# start of Source extract
# What I got



## lears2005 (Feb 26, 2010)

Hey guys just wanting to show off what I got. It was donated to the club and know one wanted them


----------



## sjm9911 (Dec 20, 2012)

Real nice, especially the passenger set! Good score.


----------



## Nuttin But Flyer (Dec 19, 2011)

Hell yes!! You got great stuff here....especially the 36" straight track sections, not easy to find those these days.

Ummmmmm....interested in selling anything???


----------



## Br 98.75 (Dec 26, 2013)

I admit i know nearly nothing about s Scale but a i have a few to post on ebay then with some tank cars for our club store with some 36" straights
.


----------



## Big Ed (Jun 16, 2009)

Br 98.75 said:


> I admit i know nearly nothing about s Scale but a i have a few to post on ebay then with some tank cars for our club store with some 36" straights
> .


You could try here but you have to state an asking price.
You can add or best offer. Save you the ebay fees.

Nice haul Lears, I can't believe "no one wanted them". 
Do mean no one in the club wanted them?

What are you going to do with them?


----------



## Aflyer (Nov 10, 2010)

lears,
Yes I agree with the other postings you did very well. Thats a great haul you have there.
Aflyer


----------



## 400E Blue Comet (Jul 11, 2014)

What a coincidence I just got an S Gauge Royal Blue too! Starting to feel like that is worth it over T Gauge... Strange though, mine's the 350 but it looks a little different like at the tender and the cab. Still... You got that for free?


----------



## Big Ed (Jun 16, 2009)

He is keeping it secret I guess? :dunno:

No reply, no reply?


----------
# end of Source extract
- Instructions to follow -
Transcribe the forum thread between "## Nuttin But" and "those these days.", inclusive. The records come from a source unrelated to the forum thread.
# start of Dataset rows
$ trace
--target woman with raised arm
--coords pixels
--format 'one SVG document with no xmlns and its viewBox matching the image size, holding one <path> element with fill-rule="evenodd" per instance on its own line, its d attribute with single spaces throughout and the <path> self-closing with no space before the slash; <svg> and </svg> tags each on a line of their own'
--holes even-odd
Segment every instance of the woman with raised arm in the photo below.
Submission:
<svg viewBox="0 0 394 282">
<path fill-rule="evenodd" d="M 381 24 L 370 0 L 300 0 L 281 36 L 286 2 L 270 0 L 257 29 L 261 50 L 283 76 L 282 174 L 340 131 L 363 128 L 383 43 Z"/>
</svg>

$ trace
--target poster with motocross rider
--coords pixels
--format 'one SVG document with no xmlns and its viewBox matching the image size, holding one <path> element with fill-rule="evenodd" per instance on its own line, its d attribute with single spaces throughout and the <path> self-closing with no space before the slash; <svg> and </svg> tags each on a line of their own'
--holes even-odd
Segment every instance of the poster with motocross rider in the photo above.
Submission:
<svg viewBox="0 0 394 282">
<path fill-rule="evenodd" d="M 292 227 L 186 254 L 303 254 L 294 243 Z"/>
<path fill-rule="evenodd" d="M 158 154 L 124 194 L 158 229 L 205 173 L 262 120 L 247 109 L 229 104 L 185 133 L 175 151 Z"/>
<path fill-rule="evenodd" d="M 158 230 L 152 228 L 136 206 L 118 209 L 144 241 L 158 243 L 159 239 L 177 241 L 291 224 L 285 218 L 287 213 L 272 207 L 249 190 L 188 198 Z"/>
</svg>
# end of Dataset rows
- Answer to this exercise -
## Nuttin But Flyer (Dec 19, 2011)

Hell yes!! You got great stuff here....especially the 36" straight track sections, not easy to find those these days.